Work to complete: Begin at the line that contains "[mark] drawer handle" and copy every line through the end of the rows, substituting "walnut" for "mahogany" and leaving everything else unchanged.

Dataset:
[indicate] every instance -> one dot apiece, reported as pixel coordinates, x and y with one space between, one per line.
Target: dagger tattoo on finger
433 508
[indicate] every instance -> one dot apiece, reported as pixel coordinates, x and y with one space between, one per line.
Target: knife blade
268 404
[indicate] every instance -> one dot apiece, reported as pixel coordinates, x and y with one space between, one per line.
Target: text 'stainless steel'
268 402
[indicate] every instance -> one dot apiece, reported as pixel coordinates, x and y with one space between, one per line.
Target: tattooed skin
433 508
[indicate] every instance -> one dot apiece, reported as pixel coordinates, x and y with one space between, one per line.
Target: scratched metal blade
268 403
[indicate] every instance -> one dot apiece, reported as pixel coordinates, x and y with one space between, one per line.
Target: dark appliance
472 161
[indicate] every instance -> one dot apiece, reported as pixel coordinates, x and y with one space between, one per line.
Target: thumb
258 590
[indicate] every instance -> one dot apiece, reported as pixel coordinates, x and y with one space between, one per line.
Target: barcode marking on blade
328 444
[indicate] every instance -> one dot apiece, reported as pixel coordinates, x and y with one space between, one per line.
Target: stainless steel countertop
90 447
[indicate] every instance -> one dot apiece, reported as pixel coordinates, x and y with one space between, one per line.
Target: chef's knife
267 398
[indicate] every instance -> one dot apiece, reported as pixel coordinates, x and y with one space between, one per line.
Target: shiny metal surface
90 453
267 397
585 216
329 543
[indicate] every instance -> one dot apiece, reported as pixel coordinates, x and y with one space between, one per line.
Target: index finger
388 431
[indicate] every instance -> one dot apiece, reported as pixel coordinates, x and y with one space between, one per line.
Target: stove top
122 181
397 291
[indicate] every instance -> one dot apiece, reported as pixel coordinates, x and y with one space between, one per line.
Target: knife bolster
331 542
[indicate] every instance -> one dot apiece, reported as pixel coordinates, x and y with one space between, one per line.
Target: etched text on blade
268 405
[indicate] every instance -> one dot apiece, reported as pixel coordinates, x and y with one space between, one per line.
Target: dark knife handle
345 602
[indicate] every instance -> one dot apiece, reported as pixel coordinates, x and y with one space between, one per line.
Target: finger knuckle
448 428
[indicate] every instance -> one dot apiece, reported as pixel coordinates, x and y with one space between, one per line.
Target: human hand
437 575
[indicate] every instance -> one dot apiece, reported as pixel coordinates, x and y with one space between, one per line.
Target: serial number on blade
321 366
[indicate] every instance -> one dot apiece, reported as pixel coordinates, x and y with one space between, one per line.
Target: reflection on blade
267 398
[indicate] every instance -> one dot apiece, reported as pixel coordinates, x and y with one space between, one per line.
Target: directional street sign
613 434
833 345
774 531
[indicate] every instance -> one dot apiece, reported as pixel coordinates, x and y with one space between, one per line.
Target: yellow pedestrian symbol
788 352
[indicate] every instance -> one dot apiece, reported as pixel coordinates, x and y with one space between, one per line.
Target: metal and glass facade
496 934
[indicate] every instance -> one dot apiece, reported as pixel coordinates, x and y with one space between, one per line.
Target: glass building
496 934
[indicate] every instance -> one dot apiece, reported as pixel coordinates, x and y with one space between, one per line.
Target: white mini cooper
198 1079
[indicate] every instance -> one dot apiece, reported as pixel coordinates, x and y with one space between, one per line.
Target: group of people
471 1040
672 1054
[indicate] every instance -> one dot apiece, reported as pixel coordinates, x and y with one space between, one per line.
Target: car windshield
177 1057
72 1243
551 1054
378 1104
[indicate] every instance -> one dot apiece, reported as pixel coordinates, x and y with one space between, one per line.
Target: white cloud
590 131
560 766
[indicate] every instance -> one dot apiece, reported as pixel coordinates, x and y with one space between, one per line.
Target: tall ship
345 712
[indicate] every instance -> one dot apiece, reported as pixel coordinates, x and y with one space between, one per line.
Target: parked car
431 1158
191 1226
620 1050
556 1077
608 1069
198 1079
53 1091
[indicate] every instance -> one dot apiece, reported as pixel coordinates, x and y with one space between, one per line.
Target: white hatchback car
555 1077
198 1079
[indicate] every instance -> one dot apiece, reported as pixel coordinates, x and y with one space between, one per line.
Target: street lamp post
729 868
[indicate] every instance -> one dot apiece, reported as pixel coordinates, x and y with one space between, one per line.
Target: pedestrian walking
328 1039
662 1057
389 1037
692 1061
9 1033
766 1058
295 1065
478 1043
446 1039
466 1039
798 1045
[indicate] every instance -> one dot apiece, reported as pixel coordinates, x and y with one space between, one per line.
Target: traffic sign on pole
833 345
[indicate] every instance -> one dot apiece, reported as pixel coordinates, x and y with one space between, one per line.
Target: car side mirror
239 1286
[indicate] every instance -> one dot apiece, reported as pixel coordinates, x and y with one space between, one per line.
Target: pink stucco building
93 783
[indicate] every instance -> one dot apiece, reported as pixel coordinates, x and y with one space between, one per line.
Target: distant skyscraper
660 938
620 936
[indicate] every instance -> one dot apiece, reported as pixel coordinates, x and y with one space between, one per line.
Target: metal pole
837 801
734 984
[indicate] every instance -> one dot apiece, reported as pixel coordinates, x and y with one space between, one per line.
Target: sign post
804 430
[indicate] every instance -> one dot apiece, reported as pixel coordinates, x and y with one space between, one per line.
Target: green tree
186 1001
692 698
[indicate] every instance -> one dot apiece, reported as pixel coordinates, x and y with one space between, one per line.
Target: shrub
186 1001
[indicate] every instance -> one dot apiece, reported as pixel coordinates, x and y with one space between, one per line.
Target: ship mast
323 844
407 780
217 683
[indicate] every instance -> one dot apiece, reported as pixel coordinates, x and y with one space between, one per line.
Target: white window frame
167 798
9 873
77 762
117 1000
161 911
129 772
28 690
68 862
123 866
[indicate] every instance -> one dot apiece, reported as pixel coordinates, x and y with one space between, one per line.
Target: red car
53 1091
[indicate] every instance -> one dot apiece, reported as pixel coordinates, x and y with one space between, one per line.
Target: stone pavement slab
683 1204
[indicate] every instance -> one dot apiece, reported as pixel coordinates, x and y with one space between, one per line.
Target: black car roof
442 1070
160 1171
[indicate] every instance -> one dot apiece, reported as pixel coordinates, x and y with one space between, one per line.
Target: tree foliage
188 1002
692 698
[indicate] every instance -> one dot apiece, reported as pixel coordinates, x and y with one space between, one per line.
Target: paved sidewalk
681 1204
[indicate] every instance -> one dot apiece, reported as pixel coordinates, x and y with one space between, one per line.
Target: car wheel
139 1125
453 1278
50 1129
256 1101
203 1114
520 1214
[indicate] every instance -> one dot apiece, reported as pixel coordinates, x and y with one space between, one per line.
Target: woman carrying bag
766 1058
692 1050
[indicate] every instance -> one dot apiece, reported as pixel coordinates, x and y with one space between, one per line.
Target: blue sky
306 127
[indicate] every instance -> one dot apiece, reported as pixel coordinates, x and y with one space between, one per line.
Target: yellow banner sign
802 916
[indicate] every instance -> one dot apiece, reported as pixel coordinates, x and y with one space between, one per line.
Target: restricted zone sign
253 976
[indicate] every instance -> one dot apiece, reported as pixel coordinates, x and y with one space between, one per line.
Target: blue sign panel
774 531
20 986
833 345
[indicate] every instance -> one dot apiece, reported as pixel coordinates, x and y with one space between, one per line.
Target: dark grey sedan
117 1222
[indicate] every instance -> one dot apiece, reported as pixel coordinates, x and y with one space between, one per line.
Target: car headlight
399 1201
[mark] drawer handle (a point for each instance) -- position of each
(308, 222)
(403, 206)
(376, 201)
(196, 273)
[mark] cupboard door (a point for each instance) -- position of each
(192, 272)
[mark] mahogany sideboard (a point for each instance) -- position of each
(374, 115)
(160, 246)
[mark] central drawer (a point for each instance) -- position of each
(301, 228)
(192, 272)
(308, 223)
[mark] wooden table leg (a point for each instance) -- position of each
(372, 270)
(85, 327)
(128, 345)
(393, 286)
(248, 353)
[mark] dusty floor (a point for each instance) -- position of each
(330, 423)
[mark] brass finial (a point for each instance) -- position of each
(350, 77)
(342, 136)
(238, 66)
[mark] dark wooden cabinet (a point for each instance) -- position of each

In response:
[mark] drawer handle (a point for each instance) -- position of each
(308, 222)
(403, 206)
(376, 201)
(196, 273)
[mark] cupboard door (a point for each instance) -- position of each
(192, 272)
[mark] walnut sideboard (a point for each instance) -- position of each
(374, 115)
(160, 246)
[mark] central drawer (a point for each instance) -- position of each
(301, 228)
(192, 272)
(308, 223)
[mark] wooden table leg (a point for each instance) -- position of each
(372, 270)
(85, 327)
(128, 345)
(393, 286)
(248, 353)
[mark] dusty floor (a point for each instance) -- position of each
(330, 423)
[mark] brass finial (a point for each instance) -- position of each
(350, 77)
(342, 136)
(238, 66)
[mark] dark wooden cabinet (a point for each instance) -- position of each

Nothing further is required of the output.